• **Dataset extract**:
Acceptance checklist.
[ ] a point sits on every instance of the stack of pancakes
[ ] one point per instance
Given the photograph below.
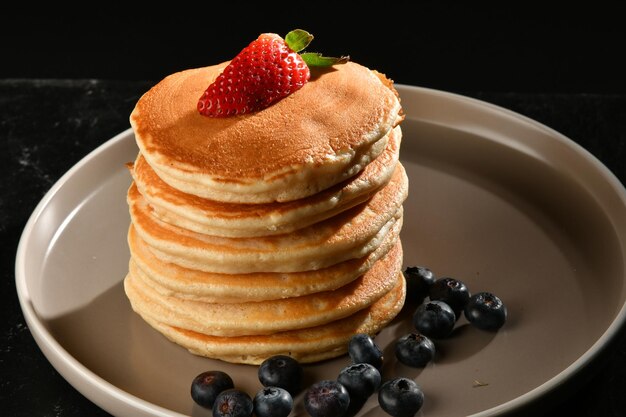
(275, 232)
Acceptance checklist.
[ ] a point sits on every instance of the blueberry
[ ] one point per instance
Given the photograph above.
(452, 292)
(232, 403)
(272, 402)
(400, 397)
(434, 319)
(326, 399)
(363, 349)
(281, 371)
(206, 386)
(360, 379)
(419, 279)
(486, 311)
(415, 350)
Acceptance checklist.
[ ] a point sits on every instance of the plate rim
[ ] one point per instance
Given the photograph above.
(78, 374)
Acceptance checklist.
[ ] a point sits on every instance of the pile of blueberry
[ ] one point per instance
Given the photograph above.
(440, 304)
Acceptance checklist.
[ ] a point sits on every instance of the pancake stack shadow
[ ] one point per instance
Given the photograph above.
(291, 253)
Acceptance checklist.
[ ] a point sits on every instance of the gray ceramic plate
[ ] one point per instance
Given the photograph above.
(497, 200)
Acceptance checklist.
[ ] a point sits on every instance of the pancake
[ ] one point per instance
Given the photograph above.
(246, 220)
(351, 234)
(174, 281)
(319, 136)
(265, 317)
(305, 345)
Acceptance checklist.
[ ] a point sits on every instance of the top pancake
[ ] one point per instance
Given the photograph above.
(318, 136)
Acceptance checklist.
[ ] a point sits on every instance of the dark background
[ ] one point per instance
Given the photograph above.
(69, 79)
(465, 46)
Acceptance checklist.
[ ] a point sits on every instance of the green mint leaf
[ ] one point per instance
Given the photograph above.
(298, 39)
(314, 59)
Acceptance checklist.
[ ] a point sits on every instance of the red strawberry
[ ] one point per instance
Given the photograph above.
(264, 72)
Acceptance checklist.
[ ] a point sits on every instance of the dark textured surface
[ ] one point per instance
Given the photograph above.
(47, 126)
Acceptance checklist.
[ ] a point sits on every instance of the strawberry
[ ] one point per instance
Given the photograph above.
(266, 71)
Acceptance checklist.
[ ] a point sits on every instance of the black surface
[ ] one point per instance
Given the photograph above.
(562, 67)
(453, 46)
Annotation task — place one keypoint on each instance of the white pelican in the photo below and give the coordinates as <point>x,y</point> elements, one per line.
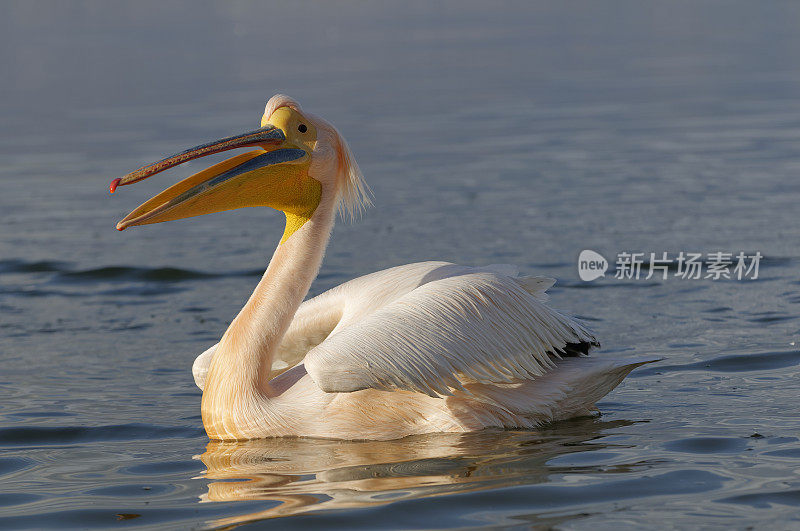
<point>425,347</point>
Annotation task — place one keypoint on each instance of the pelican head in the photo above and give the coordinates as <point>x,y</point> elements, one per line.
<point>301,160</point>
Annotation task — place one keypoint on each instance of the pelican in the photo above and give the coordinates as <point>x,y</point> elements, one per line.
<point>420,348</point>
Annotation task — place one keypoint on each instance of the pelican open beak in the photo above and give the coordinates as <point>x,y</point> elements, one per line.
<point>274,175</point>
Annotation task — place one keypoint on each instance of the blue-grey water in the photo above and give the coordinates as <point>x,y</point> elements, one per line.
<point>511,132</point>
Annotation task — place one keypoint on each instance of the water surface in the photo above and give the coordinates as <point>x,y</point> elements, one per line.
<point>522,135</point>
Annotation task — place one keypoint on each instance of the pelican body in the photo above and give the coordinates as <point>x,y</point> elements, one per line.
<point>420,348</point>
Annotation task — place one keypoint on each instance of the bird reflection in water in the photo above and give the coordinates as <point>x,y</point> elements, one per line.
<point>305,475</point>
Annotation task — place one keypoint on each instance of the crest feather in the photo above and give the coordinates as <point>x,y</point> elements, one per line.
<point>354,193</point>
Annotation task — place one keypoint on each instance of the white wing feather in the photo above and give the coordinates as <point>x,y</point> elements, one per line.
<point>479,325</point>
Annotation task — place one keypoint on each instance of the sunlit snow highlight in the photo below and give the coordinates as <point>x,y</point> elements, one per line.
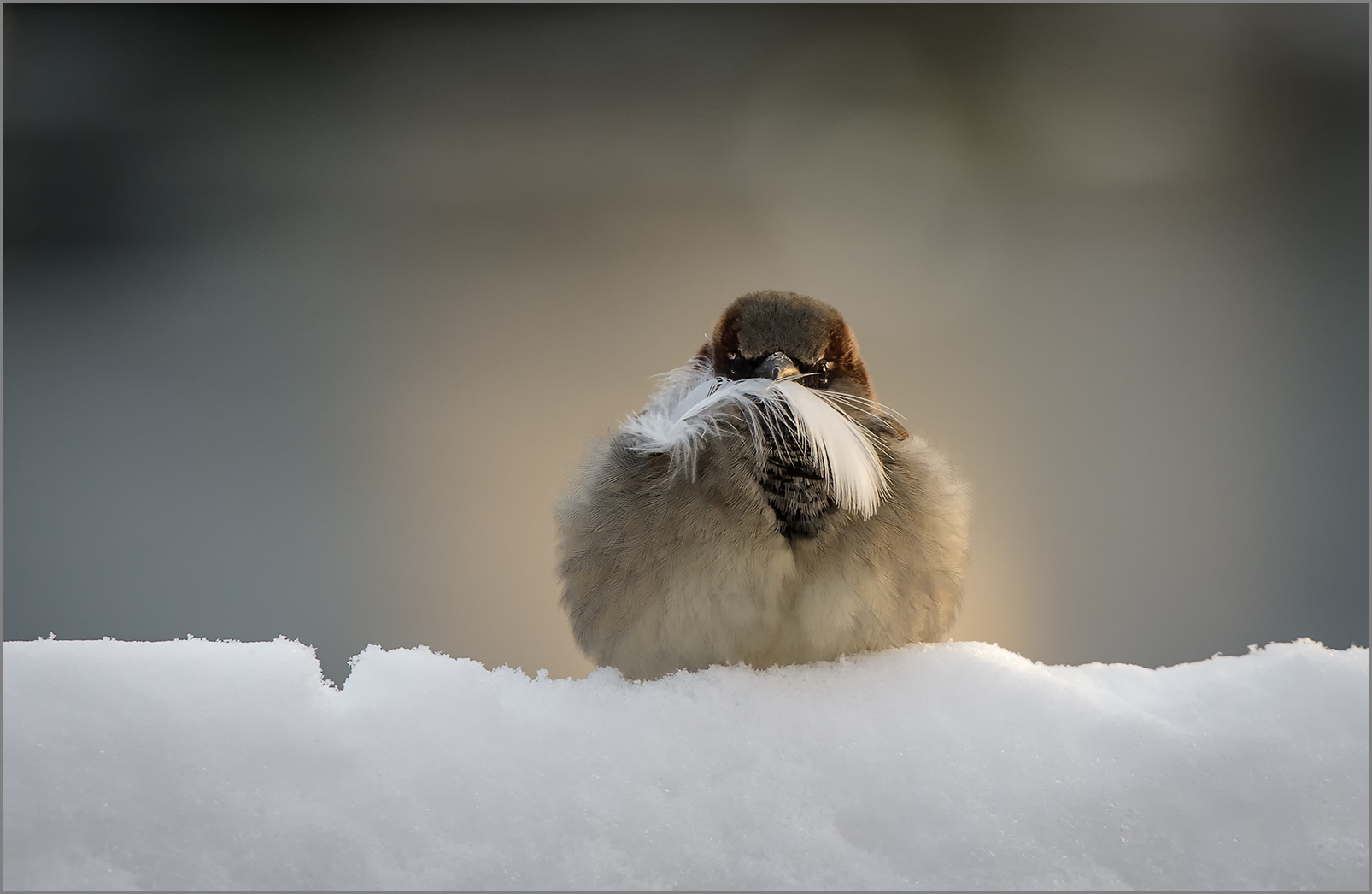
<point>961,765</point>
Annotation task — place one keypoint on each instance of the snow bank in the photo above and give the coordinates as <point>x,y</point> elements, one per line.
<point>215,765</point>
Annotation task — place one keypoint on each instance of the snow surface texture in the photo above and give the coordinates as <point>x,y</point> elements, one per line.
<point>957,765</point>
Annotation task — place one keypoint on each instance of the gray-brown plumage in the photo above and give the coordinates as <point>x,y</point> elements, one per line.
<point>744,550</point>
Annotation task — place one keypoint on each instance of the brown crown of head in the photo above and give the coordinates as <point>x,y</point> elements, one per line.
<point>811,334</point>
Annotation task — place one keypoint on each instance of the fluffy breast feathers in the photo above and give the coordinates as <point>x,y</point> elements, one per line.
<point>692,403</point>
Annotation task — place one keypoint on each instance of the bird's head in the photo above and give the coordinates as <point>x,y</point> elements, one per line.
<point>783,335</point>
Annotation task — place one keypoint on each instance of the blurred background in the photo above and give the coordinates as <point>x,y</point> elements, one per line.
<point>310,312</point>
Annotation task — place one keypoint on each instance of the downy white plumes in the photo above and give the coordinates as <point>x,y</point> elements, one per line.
<point>686,409</point>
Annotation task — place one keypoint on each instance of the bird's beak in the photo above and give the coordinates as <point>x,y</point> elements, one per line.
<point>778,367</point>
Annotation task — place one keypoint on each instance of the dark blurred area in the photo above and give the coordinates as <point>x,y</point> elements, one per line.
<point>309,312</point>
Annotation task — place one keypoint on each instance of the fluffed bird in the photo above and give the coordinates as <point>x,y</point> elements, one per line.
<point>763,509</point>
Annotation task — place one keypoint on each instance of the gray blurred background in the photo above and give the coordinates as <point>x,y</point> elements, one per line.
<point>310,312</point>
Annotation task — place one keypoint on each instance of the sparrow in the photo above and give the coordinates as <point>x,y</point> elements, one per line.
<point>763,509</point>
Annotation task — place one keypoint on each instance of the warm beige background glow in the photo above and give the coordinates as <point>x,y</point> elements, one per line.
<point>309,315</point>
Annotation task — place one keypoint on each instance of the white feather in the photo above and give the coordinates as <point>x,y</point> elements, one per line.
<point>686,411</point>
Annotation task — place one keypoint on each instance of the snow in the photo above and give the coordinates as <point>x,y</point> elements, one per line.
<point>232,765</point>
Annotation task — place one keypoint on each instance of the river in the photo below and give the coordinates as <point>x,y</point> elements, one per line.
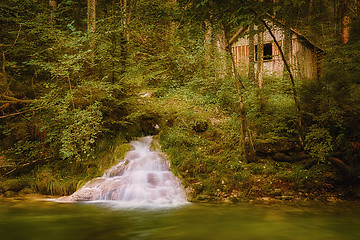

• **What this task involves**: Repeat the whole of the material above exactly, but keep the pictures out.

• **Result**:
Acceptance checklist.
[ ] a point sits on every instance of the stack of pancakes
[ ] one point per instance
Given the photograph below.
(275, 232)
Acceptance checklist.
[ ] a point sits on every instance of the blueberry
[ ] one point per instance
Given the photograph above.
(452, 292)
(232, 403)
(272, 402)
(400, 397)
(434, 319)
(326, 399)
(363, 349)
(281, 371)
(206, 386)
(360, 379)
(419, 279)
(486, 311)
(415, 350)
Acceptance checklist.
[ ] a point sits on every instance of the plate rim
[ ] one point per instance
Given the photograph above.
(78, 374)
Acceptance checklist.
[ ] a point sits on every instance of the pile of blueberry
[ ] one point per instance
Given the photograph above.
(440, 304)
Acceptance checklist.
[ ] a point sits on every instance of the pancake stack shadow
[ ] one point per instance
Given the photograph above.
(291, 253)
Acceptance checklist.
[ ] a point sits on every instance of the gray ceramic plate
[ ] one point per instance
Given the photograph above.
(497, 200)
Acceptance checklist.
[ ] a point sits on every instance of the pancake
[ ] one point per instance
Given the photograph above.
(246, 220)
(351, 234)
(174, 281)
(319, 136)
(265, 317)
(305, 345)
Acceptance checklist.
[ ] a point sits on every instance of the top pancake
[ ] one point per instance
Given the photograph above.
(318, 136)
Acceptance checklist.
[ ] a point sits on every instance of the dark background
[ ] one point per instance
Given the photograph above.
(69, 79)
(465, 46)
Acceptance checklist.
[ ] a point sits on every instance of the green mint leaf
[ ] one point per instance
Given the photograph above.
(298, 39)
(314, 59)
Acceptance checklist.
[ ] a point sits on every instance of the red strawberry
[ ] one point per instance
Given the photograph above.
(264, 72)
Acceptance checklist.
[ ] a point sits on every instance of the dark textured surface
[ ] one point per instance
Given the photograph above.
(47, 126)
Acceptance checklist.
[ ] a point sits on every instance of the strawberry
[ ] one point per instance
Given the photograph above.
(266, 71)
Acceptance checklist.
[ ] a point sits on every instance of the black surface
[ ] one point per instance
Given the photograph above.
(562, 67)
(453, 46)
Annotation task — place one keypoint on each instance of the white pelican in the photo below and give the coordinates as <point>x,y</point> elements, one per line.
<point>425,347</point>
Annotation task — place one keypoint on each instance of the pelican head in the photo above and give the coordinates as <point>x,y</point> elements, one per line.
<point>301,160</point>
Annotation task — place one keypoint on each instance of the pelican in the photo above and give the coordinates as <point>x,y</point> elements, one per line.
<point>420,348</point>
Annotation task — place one keypoint on each instance of the pelican open beak in the photo above and give the coordinates as <point>x,y</point> elements, one per line.
<point>274,175</point>
Annotation task — place one keypoint on each instance of the blue-grey water in the photo above and give the coordinates as <point>x,y</point> elements, one per line.
<point>511,132</point>
Annotation task — place one keypoint on each instance of the water surface in the photo above and give the coordinates as <point>x,y</point> elements, one per line.
<point>522,135</point>
Annotation task — place one keypoint on each instance of the pelican body in the photo above and give the coordinates as <point>x,y</point> elements, one per line.
<point>420,348</point>
Annotation task — place one keypoint on each instance of the bird reflection in water in the photo above and give the coordinates as <point>x,y</point> elements, one per line.
<point>305,475</point>
Annotation task — place one keypoint on each instance of the crest feather in the photo above and give the coordinates as <point>x,y</point> elements, one per line.
<point>354,193</point>
Annotation task — place one keypoint on each instance of the white wing feather in the photo above and give the coordinates as <point>x,y</point> elements, one per line.
<point>479,325</point>
Annotation task — place one keypoint on each instance of the sunlit snow highlight in the photo below and give the coordinates as <point>x,y</point> elements, one per line.
<point>961,765</point>
Annotation task — place one keypoint on each instance of the snow bank in the photo above and give the coordinates as <point>x,y</point> elements, one per line.
<point>215,765</point>
Annotation task — place one keypoint on each instance of the snow surface texture in the photo above and give the coordinates as <point>x,y</point> elements, one per line.
<point>957,765</point>
Annotation task — place one keypoint on each instance of the gray-brown plumage in the photo above and give the coordinates as <point>x,y</point> elements, one per line.
<point>744,550</point>
Annotation task — place one keypoint on each instance of the brown crown of head in the photo above and give the coordinates as <point>x,y</point> elements, one per line.
<point>811,334</point>
Annotation task — place one keypoint on each instance of the fluffy breast feathers in the photo above and give the coordinates as <point>x,y</point> elements, one per line.
<point>692,403</point>
Annotation task — place one keypoint on each instance of the bird's head in the photo above and give the coordinates as <point>x,y</point> elements, one per line.
<point>783,335</point>
Annotation task — place one keypoint on each instance of the blurred background in the photo above and give the coordinates as <point>x,y</point> elements, one per line.
<point>310,312</point>
Annotation task — place one keypoint on each instance of the downy white plumes in the photo above and give the coordinates as <point>x,y</point> elements, one per line.
<point>686,409</point>
Annotation task — place one keypoint on each instance of the bird's beak in the photo above and give the coordinates as <point>x,y</point> elements, one per line.
<point>778,367</point>
Annotation task — place one keypoint on each instance of the dark blurred area in the photo above and give the coordinates as <point>x,y</point> elements, one per line.
<point>309,312</point>
Annotation task — place one keypoint on each instance of the fluffed bird in the photo above and give the coordinates as <point>x,y</point> elements, one per line.
<point>763,509</point>
Annotation task — place one keypoint on each instance of the gray blurred background in the photo above and give the coordinates as <point>x,y</point> elements, one per line.
<point>310,312</point>
Annotation task — place one keypoint on each instance of the sparrow in the photo above and give the coordinates as <point>x,y</point> elements, one per line.
<point>763,509</point>
Annotation task — place one keypoint on each instance of the warm beige background glow in the photo above and give the coordinates as <point>x,y</point> elements, one per line.
<point>309,315</point>
Annotation task — place one keypoint on each instance of the white feather in the photo above and give the coordinates as <point>x,y</point> elements, one per line.
<point>686,411</point>
Annotation task — place one keypoint on each instance of the snow in the photo above and give the coordinates as <point>x,y</point> elements, one per line.
<point>232,765</point>
Annotation task — place one keypoint on each instance of the river in the photo below and give the coordinates as <point>x,y</point> elements, one per line.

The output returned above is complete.